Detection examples
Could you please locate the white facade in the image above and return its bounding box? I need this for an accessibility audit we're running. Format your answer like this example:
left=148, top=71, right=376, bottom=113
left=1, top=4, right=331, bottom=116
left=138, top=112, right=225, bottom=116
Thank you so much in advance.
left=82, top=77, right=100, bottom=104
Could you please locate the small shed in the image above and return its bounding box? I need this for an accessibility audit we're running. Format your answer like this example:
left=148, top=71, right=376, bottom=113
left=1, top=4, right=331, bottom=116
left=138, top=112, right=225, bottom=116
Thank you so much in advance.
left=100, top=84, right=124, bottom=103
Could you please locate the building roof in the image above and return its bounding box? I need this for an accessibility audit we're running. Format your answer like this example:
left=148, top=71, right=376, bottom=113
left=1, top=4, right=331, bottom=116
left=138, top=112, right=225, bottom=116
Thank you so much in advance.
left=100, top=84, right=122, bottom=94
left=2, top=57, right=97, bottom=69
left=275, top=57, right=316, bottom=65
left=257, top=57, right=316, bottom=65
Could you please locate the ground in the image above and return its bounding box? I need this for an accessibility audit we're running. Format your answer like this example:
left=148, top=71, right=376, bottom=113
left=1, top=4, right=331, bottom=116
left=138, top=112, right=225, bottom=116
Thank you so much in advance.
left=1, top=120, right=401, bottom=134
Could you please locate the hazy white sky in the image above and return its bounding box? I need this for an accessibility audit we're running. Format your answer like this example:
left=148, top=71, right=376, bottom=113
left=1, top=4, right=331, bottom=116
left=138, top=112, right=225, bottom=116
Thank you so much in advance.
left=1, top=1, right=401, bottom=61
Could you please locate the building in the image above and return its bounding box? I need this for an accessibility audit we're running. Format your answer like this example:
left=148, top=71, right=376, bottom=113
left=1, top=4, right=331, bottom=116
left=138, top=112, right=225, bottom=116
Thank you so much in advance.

Problem details
How many of the lines above contain the word "please"? Reply with the number alone.

Worked answer
6